▶ **Passage shown**
=====

St. Vincent (via)
So the biggest little concert celebrating the independent music scene (PLUG founder Gerry Heart was clear to make a distinction between the "independent community" and "indie rock" when I spoke to him last week) went down last Thursday. After a hellacious day in the office, I made it out to catch a good portion of the show.
In a daze, concert-going buddy no. 1 (heretofore known as c-gbn1, which serendipitously makes her sound like a robot) and I entered the cavernous Terminal 5 just as St. Vincent was wrapping up her set. While I procured delicious refreshment, I noticed St. V sounds vaguely Bjorkian. Good for her. The kids like Bjork.
After her (short) set, there was a screening of a Michael Showalter video, which I thought was kind of an odd choice of entertainment, considering that these things were all over the internet in the weeks before, and people interested enough to be at the PLUGs had probably already watched them on Stereogum, or some such. Part of my issue with Terminal 5 is that it's just too big. With things like this, and later, Patton Oswalt's patter and award announcements, which didn't out and out demand the attention of the room, everyone just tuned out, semi-patiently waiting for the next band to begin.

=====

Region pointing data:
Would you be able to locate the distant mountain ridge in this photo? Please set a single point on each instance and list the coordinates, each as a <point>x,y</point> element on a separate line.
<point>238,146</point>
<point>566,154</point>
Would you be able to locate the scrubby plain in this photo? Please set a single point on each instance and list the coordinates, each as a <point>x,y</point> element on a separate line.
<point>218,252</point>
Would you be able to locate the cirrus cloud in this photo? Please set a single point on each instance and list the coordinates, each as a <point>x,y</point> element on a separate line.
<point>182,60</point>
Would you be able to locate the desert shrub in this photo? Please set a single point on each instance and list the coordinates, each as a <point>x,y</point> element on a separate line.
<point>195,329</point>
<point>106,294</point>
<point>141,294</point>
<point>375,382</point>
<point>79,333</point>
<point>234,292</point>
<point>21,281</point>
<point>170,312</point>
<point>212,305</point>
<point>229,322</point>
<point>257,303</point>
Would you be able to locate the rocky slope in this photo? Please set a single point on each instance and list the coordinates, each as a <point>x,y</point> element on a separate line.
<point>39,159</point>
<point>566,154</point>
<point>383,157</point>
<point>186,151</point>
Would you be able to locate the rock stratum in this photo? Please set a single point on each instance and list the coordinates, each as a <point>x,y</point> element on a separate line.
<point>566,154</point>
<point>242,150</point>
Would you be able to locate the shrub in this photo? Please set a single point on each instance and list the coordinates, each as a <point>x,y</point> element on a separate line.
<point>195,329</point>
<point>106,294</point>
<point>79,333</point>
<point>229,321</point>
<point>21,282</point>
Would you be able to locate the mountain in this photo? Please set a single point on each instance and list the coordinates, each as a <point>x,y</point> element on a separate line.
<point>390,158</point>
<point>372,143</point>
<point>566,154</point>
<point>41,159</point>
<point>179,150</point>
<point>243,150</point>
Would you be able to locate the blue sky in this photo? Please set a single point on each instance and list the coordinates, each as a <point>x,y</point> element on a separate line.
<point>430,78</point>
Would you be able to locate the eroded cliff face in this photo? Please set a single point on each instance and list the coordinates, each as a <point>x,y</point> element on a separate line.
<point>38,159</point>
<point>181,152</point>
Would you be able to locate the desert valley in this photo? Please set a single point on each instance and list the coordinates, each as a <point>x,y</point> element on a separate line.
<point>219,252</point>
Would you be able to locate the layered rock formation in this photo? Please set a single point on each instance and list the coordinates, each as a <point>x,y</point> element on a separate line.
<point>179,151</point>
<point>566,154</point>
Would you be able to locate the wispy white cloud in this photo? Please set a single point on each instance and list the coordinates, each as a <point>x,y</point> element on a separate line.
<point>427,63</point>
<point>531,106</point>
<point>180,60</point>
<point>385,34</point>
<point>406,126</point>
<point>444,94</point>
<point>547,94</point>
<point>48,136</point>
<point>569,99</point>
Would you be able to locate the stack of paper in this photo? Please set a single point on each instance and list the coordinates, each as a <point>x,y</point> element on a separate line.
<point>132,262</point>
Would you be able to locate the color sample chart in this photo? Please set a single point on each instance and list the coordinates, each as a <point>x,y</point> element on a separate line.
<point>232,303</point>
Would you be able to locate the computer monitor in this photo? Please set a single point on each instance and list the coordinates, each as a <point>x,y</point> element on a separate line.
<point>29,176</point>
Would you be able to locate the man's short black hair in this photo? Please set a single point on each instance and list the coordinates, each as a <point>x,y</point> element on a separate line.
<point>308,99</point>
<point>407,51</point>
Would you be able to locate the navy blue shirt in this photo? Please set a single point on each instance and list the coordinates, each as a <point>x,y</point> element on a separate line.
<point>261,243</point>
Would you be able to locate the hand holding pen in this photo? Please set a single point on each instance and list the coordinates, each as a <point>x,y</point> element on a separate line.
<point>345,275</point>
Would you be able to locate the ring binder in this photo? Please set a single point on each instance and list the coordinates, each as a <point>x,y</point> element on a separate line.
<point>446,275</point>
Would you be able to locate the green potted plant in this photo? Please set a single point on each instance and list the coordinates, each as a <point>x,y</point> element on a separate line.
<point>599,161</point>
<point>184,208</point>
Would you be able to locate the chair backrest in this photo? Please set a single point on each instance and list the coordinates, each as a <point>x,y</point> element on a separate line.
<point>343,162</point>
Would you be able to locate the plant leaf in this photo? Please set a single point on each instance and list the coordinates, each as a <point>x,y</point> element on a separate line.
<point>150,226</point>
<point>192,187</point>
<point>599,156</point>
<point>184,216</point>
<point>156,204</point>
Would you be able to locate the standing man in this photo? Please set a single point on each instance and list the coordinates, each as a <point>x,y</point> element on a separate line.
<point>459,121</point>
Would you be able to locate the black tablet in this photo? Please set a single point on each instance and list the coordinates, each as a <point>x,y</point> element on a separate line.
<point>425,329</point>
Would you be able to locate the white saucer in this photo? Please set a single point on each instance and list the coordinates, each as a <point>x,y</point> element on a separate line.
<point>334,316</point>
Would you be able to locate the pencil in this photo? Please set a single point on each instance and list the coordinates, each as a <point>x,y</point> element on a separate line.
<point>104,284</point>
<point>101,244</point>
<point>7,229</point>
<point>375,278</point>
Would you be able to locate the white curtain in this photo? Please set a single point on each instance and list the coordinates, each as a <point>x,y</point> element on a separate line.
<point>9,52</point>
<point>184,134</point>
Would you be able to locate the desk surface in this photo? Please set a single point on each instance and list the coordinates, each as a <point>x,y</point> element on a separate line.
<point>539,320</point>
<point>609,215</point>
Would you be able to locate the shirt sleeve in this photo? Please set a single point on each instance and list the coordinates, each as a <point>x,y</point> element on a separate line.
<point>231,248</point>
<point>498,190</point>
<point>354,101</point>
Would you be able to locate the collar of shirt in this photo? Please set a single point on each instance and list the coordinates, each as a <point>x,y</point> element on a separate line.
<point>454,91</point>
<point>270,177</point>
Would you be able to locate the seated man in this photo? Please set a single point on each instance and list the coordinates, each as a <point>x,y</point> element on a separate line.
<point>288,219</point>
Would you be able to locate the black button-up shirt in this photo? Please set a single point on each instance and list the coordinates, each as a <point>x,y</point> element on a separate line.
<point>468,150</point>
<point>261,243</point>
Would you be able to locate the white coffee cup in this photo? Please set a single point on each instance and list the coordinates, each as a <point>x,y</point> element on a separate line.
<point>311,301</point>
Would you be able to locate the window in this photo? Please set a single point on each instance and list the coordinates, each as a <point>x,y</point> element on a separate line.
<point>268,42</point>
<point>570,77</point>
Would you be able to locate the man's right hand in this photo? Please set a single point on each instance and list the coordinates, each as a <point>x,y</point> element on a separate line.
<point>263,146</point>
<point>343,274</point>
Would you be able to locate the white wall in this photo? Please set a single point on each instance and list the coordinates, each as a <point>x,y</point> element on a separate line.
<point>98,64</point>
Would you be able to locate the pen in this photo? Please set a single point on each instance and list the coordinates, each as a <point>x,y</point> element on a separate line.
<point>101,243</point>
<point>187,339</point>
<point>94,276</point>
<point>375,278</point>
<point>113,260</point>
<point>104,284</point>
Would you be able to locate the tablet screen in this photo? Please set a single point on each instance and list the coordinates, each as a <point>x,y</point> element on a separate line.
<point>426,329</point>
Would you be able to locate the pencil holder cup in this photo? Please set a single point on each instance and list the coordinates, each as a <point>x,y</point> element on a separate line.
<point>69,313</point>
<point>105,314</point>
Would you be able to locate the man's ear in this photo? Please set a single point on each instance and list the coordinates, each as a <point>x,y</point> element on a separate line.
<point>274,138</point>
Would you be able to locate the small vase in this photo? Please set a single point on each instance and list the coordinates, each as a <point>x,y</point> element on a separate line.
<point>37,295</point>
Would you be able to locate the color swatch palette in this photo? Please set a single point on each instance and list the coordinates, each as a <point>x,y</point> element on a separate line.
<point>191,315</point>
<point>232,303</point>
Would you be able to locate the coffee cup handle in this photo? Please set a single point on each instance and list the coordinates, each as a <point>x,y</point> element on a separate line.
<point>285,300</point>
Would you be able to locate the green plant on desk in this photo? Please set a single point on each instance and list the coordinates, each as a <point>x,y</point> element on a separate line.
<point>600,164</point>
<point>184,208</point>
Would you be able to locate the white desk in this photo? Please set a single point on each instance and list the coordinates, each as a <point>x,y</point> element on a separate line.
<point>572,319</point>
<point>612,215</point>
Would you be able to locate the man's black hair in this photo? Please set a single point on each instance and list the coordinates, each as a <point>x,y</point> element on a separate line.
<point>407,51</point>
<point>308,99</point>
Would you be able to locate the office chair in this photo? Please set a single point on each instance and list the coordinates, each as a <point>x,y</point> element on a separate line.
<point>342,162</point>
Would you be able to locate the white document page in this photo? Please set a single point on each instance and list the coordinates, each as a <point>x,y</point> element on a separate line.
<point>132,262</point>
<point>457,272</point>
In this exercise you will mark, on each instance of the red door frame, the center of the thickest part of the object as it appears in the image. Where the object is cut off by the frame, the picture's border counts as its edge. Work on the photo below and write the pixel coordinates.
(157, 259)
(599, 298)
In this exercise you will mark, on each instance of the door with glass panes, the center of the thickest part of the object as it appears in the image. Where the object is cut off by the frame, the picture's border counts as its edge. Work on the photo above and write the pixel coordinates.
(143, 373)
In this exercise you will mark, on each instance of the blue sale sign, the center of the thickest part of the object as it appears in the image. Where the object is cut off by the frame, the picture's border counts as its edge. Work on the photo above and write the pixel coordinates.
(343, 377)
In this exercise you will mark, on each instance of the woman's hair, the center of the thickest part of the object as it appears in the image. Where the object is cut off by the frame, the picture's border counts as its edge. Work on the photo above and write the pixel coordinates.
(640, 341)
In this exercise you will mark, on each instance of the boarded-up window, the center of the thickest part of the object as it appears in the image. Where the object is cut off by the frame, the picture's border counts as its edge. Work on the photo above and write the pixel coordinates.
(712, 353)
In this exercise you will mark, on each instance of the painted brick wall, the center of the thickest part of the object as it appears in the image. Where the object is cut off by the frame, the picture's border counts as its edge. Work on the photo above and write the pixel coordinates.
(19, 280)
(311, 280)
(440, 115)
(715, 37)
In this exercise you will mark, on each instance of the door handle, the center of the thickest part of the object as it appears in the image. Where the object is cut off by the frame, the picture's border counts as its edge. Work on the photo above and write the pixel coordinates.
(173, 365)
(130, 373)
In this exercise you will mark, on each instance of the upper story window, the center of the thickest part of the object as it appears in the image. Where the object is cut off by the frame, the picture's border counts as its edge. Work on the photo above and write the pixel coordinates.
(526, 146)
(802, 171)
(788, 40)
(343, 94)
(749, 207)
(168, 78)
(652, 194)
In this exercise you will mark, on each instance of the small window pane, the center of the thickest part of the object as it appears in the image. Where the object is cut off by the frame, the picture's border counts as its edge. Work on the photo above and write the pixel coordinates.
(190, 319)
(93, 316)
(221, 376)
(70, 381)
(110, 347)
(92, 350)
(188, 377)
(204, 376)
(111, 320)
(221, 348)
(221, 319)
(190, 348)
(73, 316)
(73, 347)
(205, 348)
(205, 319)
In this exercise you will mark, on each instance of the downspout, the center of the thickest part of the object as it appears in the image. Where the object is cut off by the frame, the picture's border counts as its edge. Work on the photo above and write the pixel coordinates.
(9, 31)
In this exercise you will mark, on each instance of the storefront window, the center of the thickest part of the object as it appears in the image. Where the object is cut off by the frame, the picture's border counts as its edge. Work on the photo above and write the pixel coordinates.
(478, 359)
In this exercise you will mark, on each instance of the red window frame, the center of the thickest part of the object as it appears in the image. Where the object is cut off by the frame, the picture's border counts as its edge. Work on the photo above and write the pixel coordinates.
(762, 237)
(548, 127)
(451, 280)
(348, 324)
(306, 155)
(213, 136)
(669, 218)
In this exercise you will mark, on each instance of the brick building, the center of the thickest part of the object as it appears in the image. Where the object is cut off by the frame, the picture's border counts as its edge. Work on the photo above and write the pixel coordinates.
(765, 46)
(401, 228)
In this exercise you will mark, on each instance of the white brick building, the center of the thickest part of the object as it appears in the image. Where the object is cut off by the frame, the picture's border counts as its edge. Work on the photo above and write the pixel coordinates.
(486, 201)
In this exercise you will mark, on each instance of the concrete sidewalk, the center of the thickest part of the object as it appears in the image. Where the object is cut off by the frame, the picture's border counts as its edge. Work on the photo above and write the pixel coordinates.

=====

▶ **Complete the following**
A - Write out the concert review word for word, everything from "After her (short)" down to "band to begin.".
B - List each person the concert review mentions by name, leaving out the writer's concert-going companion.
This material comes from a source separate from the concert review.

▶ **Answer set**
A -
After her (short) set, there was a screening of a Michael Showalter video, which I thought was kind of an odd choice of entertainment, considering that these things were all over the internet in the weeks before, and people interested enough to be at the PLUGs had probably already watched them on Stereogum, or some such. Part of my issue with Terminal 5 is that it's just too big. With things like this, and later, Patton Oswalt's patter and award announcements, which didn't out and out demand the attention of the room, everyone just tuned out, semi-patiently waiting for the next band to begin.

B -
St. Vincent
Gerry Heart
Bjork
Michael Showalter
Patton Oswalt